### THE PROBLEM
In your copy, drop the images and return each record exactly as it stands.

### DATA RECORDS

◇ ◇ ◇ ◇ ◇ ◇ ◇

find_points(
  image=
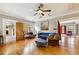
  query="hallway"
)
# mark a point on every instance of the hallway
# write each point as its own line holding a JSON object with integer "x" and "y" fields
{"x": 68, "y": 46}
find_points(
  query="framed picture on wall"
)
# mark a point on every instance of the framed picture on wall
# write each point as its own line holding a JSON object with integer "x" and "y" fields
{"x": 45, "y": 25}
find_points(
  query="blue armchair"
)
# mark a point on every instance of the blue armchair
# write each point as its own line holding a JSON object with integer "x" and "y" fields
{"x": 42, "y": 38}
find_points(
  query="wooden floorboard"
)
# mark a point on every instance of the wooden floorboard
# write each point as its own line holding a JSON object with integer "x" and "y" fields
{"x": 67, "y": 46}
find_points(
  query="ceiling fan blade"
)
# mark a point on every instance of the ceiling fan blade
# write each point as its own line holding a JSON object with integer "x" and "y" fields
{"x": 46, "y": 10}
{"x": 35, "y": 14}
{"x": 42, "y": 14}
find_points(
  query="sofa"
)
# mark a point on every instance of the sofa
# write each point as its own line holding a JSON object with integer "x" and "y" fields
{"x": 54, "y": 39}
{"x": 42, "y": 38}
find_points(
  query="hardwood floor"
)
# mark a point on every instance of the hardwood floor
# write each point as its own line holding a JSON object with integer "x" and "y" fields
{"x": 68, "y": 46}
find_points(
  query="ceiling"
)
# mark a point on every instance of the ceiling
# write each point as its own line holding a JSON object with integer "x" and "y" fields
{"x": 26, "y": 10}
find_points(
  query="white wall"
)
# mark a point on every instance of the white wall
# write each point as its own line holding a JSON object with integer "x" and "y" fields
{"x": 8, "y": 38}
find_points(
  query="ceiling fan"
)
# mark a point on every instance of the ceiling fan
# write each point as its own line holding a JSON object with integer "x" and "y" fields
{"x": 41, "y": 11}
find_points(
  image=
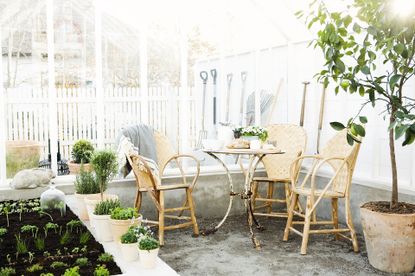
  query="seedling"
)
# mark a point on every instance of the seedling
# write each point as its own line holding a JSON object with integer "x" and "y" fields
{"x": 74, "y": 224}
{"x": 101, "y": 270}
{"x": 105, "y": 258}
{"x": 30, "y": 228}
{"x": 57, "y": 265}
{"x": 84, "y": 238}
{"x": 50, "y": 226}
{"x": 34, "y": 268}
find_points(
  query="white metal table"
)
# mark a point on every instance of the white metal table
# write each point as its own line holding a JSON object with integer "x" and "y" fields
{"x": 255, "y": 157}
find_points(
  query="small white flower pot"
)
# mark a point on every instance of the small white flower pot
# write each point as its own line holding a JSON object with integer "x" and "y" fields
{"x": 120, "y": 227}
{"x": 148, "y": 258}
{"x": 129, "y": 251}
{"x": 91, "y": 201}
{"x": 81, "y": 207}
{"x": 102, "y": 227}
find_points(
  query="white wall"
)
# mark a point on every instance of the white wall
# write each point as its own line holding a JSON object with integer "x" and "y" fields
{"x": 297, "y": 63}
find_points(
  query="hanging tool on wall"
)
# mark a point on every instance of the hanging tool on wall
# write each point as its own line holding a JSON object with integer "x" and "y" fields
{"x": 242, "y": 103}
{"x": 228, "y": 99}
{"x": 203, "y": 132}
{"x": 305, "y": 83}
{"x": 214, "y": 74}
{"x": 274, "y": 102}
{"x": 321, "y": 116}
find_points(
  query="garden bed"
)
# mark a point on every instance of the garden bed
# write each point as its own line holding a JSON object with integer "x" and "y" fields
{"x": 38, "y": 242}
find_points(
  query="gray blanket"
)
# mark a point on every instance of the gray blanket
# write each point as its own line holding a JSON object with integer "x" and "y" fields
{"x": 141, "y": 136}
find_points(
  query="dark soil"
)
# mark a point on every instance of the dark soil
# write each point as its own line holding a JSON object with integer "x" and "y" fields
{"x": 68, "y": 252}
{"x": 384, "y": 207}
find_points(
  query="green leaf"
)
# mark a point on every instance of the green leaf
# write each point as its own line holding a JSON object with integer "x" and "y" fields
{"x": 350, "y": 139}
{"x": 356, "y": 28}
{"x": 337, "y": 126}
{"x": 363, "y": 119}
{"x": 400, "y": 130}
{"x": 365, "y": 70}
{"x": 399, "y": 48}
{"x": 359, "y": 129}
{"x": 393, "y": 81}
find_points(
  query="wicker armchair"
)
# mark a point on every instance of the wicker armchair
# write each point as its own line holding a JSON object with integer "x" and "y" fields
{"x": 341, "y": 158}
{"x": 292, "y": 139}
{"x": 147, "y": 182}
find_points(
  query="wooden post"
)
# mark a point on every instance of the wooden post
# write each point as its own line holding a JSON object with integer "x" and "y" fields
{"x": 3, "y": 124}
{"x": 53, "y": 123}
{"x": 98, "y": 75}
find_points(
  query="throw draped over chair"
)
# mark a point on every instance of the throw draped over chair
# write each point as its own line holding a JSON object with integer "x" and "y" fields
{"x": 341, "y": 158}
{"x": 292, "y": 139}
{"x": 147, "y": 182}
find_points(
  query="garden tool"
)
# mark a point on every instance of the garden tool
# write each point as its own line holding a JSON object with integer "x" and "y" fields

◇ ◇ ◇ ◇ ◇ ◇ ◇

### FINAL ANSWER
find_points(
  image=
  query="hallway"
)
# mark a point on every instance of the hallway
# write each point as its own line holding a JSON object with integer "x" and "y" fields
{"x": 68, "y": 46}
find_points(
  query="framed picture on wall"
)
# mark a point on every instance of the framed picture on wall
# write each point as its own line holding a JSON object with integer "x" and "y" fields
{"x": 45, "y": 25}
find_points(
  query="blue armchair"
)
# mark a point on every instance of the blue armchair
# write each point as its own line holding a JSON object with integer "x" and "y" fields
{"x": 42, "y": 38}
find_points(
  query="wooden floorboard"
)
# mark a point on every instance of the wooden floorboard
# write each point as its own line holding a JSON object with integer "x" and "y" fields
{"x": 67, "y": 46}
find_points(
  query="ceiling fan blade"
)
# mark a point on every instance of the ceiling fan blade
# write each point as its own line holding a JSON object with integer "x" and "y" fields
{"x": 46, "y": 10}
{"x": 35, "y": 14}
{"x": 42, "y": 14}
find_points(
  query="sofa"
)
# mark a point on every instance of the sofa
# write each point as its own line holding a JSON object with integer "x" and "y" fields
{"x": 54, "y": 39}
{"x": 42, "y": 38}
find_points(
  query="hardwood floor"
)
# mark a point on every instance of the hardwood floor
# write each point as its own line holding a JSON object with integer "x" and "y" fields
{"x": 68, "y": 46}
find_points(
  query="ceiling"
)
# mark a point on every instance of the ceiling
# write each point as its own line holding a JSON object with integer "x" and "y" fields
{"x": 26, "y": 10}
find_points(
  query="white wall"
)
# mark a point on every instance of the white wall
# write each point as its own line holding a JSON object with integer "x" and "y" fields
{"x": 8, "y": 38}
find_points(
  query="ceiling fan"
)
# mark a point on every instance of the ceiling fan
# write each point as its own line holding a JSON object with integer "x" and "y" fields
{"x": 41, "y": 11}
find_points(
  image=
  query="seedling"
)
# mark a point on every instance of the seedling
# write each point as its own line holding a JSON object with integer "x" and "y" fields
{"x": 74, "y": 224}
{"x": 101, "y": 270}
{"x": 105, "y": 258}
{"x": 30, "y": 228}
{"x": 57, "y": 265}
{"x": 84, "y": 238}
{"x": 50, "y": 226}
{"x": 34, "y": 268}
find_points(
  query="white metal table"
)
# mark a point on every instance of the white metal table
# write each point as its own line holding a JSON object with integer "x" and "y" fields
{"x": 255, "y": 157}
find_points(
  query="small white flower pot"
)
# mark a point on every instance of the small white flower pot
# write each point as its own line holding a JSON object with integer "x" and "y" fields
{"x": 120, "y": 227}
{"x": 148, "y": 258}
{"x": 129, "y": 251}
{"x": 91, "y": 201}
{"x": 81, "y": 207}
{"x": 102, "y": 227}
find_points(
  query="white wall"
)
# mark a point on every instance of the white wall
# write each point as its own line holding a JSON object with integer "x" and "y" fields
{"x": 297, "y": 63}
find_points(
  query="hanging tool on wall"
)
# mark a point on every instance of the hanging tool on wall
# write each point as its own line holding a JSON object with integer "x" and "y" fields
{"x": 242, "y": 103}
{"x": 228, "y": 99}
{"x": 203, "y": 132}
{"x": 305, "y": 83}
{"x": 214, "y": 74}
{"x": 274, "y": 102}
{"x": 321, "y": 116}
find_points(
  query="garden bed"
)
# mark a point on every instance of the garden bed
# write each point as its own line holding a JSON object with integer "x" and "y" fields
{"x": 38, "y": 242}
find_points(
  query="gray blanket"
)
# mark a point on every instance of the gray blanket
# write each point as its own line holding a JSON object with integer "x" and "y" fields
{"x": 141, "y": 136}
find_points(
  query="dark soil"
)
# mark a point on every instance of the dark soil
# write each point as its own line holding a JSON object with integer "x" and "y" fields
{"x": 68, "y": 252}
{"x": 384, "y": 207}
find_points(
  query="green leaf"
)
# mark a point on every instance of the green leaf
# write each point as its own line holding a JSON object with integer "x" and "y" fields
{"x": 350, "y": 139}
{"x": 356, "y": 28}
{"x": 337, "y": 126}
{"x": 363, "y": 119}
{"x": 400, "y": 130}
{"x": 365, "y": 70}
{"x": 399, "y": 48}
{"x": 359, "y": 129}
{"x": 393, "y": 81}
find_points(
  query="wicker armchair"
)
# mark a point on every instance of the wicker armchair
# write each point as its own line holding a JSON object with integer "x" and "y" fields
{"x": 341, "y": 158}
{"x": 292, "y": 139}
{"x": 147, "y": 182}
find_points(
  query="wooden post"
)
# mark a point on every instance of the wooden post
# write each point as its own line holding a JSON object with integer "x" and "y" fields
{"x": 3, "y": 124}
{"x": 53, "y": 123}
{"x": 98, "y": 75}
find_points(
  query="throw draped over chair"
)
# mark a point on every instance of the throw draped over chair
# write each point as its own line holding a JSON object with integer "x" and "y" fields
{"x": 341, "y": 158}
{"x": 292, "y": 139}
{"x": 147, "y": 182}
find_points(
  query="garden tool"
)
# mark a point on every instance of the garden tool
# write each point as its own line holding a JSON object with integer "x" and "y" fields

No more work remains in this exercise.